>> begin Entries

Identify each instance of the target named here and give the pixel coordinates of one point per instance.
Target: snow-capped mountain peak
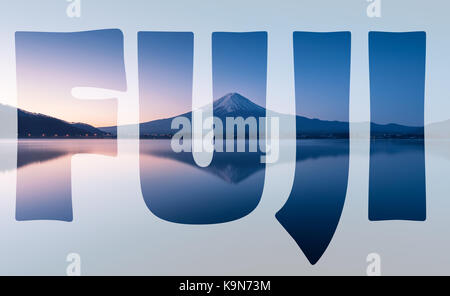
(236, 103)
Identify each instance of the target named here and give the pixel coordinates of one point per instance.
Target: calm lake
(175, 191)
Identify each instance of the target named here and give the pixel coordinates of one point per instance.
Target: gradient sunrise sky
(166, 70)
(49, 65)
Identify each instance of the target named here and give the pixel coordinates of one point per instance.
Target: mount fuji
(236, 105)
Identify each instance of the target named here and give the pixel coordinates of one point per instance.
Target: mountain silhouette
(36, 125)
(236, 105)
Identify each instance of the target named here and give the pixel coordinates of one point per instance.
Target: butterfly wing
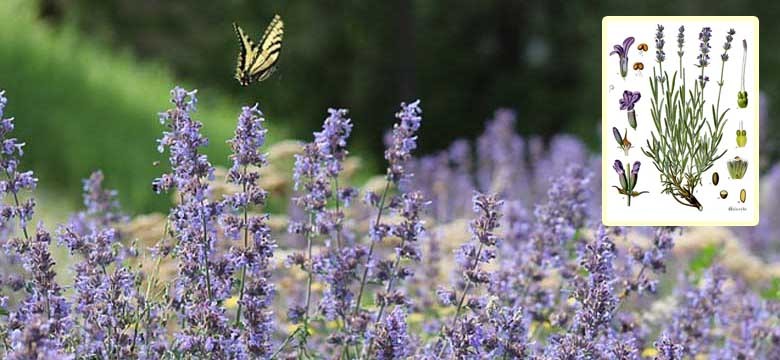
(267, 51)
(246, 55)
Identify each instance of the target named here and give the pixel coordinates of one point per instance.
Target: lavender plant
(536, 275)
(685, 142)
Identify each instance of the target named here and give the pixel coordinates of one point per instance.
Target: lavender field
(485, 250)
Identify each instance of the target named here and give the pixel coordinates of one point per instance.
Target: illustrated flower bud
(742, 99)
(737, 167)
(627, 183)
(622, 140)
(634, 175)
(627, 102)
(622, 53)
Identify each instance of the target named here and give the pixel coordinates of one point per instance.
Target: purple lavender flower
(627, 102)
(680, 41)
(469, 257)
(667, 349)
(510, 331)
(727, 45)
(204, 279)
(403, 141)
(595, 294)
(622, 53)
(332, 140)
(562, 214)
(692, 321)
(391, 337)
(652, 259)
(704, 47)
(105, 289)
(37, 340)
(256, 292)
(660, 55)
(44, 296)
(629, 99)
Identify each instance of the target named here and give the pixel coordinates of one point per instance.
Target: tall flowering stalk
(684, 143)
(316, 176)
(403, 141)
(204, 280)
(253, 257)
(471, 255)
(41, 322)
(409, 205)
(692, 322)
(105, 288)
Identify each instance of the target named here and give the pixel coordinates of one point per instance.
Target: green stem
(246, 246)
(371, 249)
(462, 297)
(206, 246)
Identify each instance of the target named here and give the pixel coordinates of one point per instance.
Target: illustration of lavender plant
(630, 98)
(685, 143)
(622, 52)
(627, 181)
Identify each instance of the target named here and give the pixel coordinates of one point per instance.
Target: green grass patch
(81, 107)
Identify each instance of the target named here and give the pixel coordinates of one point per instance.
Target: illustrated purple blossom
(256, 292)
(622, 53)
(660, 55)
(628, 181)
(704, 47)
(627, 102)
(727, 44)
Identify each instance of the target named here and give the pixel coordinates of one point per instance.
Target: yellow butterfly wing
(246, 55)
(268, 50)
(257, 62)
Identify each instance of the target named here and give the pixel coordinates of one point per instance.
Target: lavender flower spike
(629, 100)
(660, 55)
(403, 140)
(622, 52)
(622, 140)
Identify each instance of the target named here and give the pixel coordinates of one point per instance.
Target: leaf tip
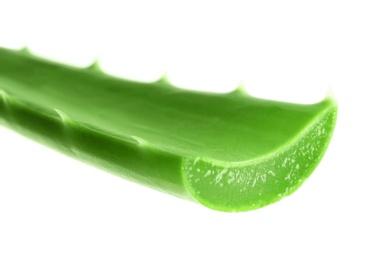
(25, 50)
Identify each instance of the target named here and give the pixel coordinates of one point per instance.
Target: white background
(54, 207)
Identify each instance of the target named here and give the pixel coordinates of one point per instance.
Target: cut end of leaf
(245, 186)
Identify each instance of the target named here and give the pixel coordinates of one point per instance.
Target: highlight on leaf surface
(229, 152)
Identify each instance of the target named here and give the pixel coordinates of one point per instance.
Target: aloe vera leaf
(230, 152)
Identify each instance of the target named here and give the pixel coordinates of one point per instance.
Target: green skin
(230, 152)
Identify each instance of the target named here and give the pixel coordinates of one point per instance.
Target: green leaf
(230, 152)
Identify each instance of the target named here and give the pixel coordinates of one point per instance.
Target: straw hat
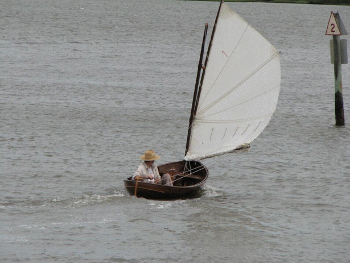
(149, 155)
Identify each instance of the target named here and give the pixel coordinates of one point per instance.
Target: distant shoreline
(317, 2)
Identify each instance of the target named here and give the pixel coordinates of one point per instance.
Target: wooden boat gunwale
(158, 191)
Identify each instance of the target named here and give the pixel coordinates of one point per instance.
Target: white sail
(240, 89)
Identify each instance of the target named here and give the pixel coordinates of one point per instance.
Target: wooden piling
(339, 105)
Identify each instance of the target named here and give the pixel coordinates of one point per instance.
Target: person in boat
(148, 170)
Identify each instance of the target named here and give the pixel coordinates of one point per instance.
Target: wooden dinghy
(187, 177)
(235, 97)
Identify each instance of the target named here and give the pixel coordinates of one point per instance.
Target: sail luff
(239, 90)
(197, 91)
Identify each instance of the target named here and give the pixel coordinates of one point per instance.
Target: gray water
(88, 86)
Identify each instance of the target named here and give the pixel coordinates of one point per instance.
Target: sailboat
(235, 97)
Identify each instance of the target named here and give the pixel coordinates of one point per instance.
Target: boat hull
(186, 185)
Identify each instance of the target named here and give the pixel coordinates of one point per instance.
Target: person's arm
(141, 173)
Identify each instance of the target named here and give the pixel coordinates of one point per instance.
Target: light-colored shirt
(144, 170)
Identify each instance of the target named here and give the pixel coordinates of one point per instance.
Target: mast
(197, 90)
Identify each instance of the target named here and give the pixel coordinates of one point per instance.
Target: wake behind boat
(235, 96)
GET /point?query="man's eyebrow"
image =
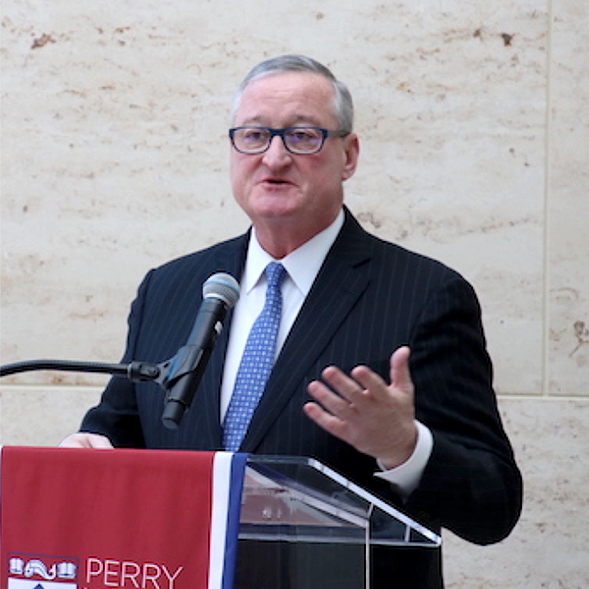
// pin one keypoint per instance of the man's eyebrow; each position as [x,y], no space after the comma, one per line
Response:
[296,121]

>> end Entries

● **Set exercise**
Write the records out again in full, exactly, and skip every picture.

● **Completed task**
Identify each instance of the target named here and give the pixel coordinates of one point per instance.
Target: snow-capped mountain peak
(236, 103)
Identify each instance of the target named here and give the pixel coordinates of one point per instance.
Target: calm lake
(175, 191)
Identify each instance of the target named here and give the pixel coordinates of one point per instance.
Target: gradient sunrise sky
(166, 70)
(49, 65)
Identify each instance of the target named here and give the pixel coordinates of one point per instance.
Target: mount fuji
(236, 105)
Identify each instance of the target named here and give the pixel coordinates of one point per instance.
Target: mountain silhouette
(36, 125)
(236, 105)
Identify each instance of the target named here and give the pixel coordinates of one point per instance.
Target: butterfly wing
(267, 51)
(246, 55)
Identify each instance of the target named here and give the pixel coordinates of one point per instance.
Target: lavender plant
(536, 275)
(685, 142)
Identify each instance of the target named here and give the pixel coordinates of one point per instance.
Target: lavender field
(485, 250)
Identify each instance of the target named here and give the pixel coordinates of one point per instance.
Target: illustrated flower bud
(742, 99)
(737, 167)
(627, 183)
(622, 140)
(634, 175)
(627, 102)
(622, 53)
Identify each instance of the target named here and give the pixel coordinates of one point per instance.
Target: purple lavender flower
(627, 102)
(680, 41)
(469, 257)
(667, 349)
(510, 331)
(727, 45)
(204, 279)
(403, 141)
(595, 294)
(622, 53)
(332, 140)
(562, 214)
(692, 321)
(391, 337)
(652, 259)
(704, 47)
(105, 289)
(37, 340)
(256, 292)
(660, 55)
(44, 296)
(629, 99)
Identify each instance of the target named here and give the pixel coordinates of one point per instance.
Target: tall flowering stalk
(684, 143)
(316, 176)
(403, 141)
(204, 280)
(253, 257)
(471, 255)
(41, 322)
(409, 205)
(692, 322)
(105, 288)
Identify each instance of the target named here and give the pixel coordinates of one point per instance.
Target: green stem
(246, 246)
(371, 249)
(462, 297)
(206, 246)
Identify each instance of the target named here and give the pixel coordinates of one point per instance.
Target: illustration of lavender plant
(630, 98)
(685, 143)
(622, 52)
(627, 181)
Identify each instance of the target named here and give the pixel coordinates of one point per instance.
Target: green grass patch
(81, 107)
Identify each instance of the target named here and give the pixel coordinates of one point per instance.
Target: illustrated purple blossom
(256, 292)
(622, 53)
(660, 55)
(628, 181)
(704, 47)
(627, 102)
(727, 44)
Identify each instance of the target named here and give the pixel coordinates of one point per instance.
Target: yellow butterfly wing
(246, 55)
(268, 50)
(257, 62)
Identify each instance of the target named here and give the pixel coordinates of one point per instance.
Target: lavender flower spike
(629, 100)
(660, 55)
(403, 140)
(622, 52)
(622, 140)
Identify each instance of the target named here and give the pixel coordinates of one point per instance.
Target: leaf tip
(25, 50)
Identify each instance of the target named here and give the pixel coordinates of one point per instance.
Target: white background
(54, 207)
Identify each instance of the target named here and give the pixel coordinates of one point per instance.
Target: cut end of leaf
(245, 186)
Identify each instance of the target named here and give the pixel coordinates of one point per instance.
Target: highlight on leaf surface
(229, 152)
Identify each instance of the target named here and give the pixel coordinates of one point per instance.
Target: aloe vera leaf
(230, 152)
Identify each instance of the target named here and give the pixel coordinates of one point per instance.
Target: green skin
(230, 152)
Identify each instance of the target named here and give the pixel coordinates of one point per instance.
Target: green leaf
(230, 152)
Identify each instance of the target named here and give the pixel coordinates of one point per instance.
Target: straw hat
(149, 155)
Identify each instance of the target named here and give the pixel coordinates of one point per instance.
Target: distant shoreline
(317, 2)
Identify each instance of the target named here and give the pixel coordinates of one point per instance.
Target: wooden boat gunwale
(158, 191)
Identify each instance of the target named here and give the pixel coordinates of one point per instance.
Target: white sail
(240, 89)
Identify each instance of the target named here and give the pixel coordinates of one point per instance.
Target: wooden piling
(339, 105)
Identify each instance of the target named here and give the pixel coordinates of one point per instance.
Target: person in boat
(148, 170)
Identify each instance of the target named here and give the pixel coordinates of one point per instance.
Target: wooden dinghy
(187, 177)
(235, 97)
Identify each instance of the target named here and give the pixel coordinates of one point per instance.
Target: sail luff
(239, 90)
(197, 91)
Identify each instance of the target named here and give the pixel coordinates of one point per instance.
Target: gray water
(88, 86)
Identify each instance of the target named here and give the pixel coordinates of one point per instance.
Target: sailboat
(235, 97)
Identify each instance of the target named here and give the pixel coordinates of one point per instance.
Target: boat hull
(186, 185)
Identify each instance of the target named here and give the pixel coordinates of one point per instance.
Target: person's arm
(141, 173)
Identify each instance of the target named here and give the pixel coordinates of one point per instance.
Target: light-colored shirt
(144, 170)
Identify each instance of the target named here and give the pixel coordinates of one point per instance.
Target: mast
(197, 90)
Identify each instance of the target named here and give the pixel coordinates of one point per instance.
Target: wake behind boat
(235, 96)
GET /point?query="man's eyebrow"
image =
// pin one keypoint per instance of the man's eyebrow; each position as [x,y], no space after the comma, one per line
Response:
[296,121]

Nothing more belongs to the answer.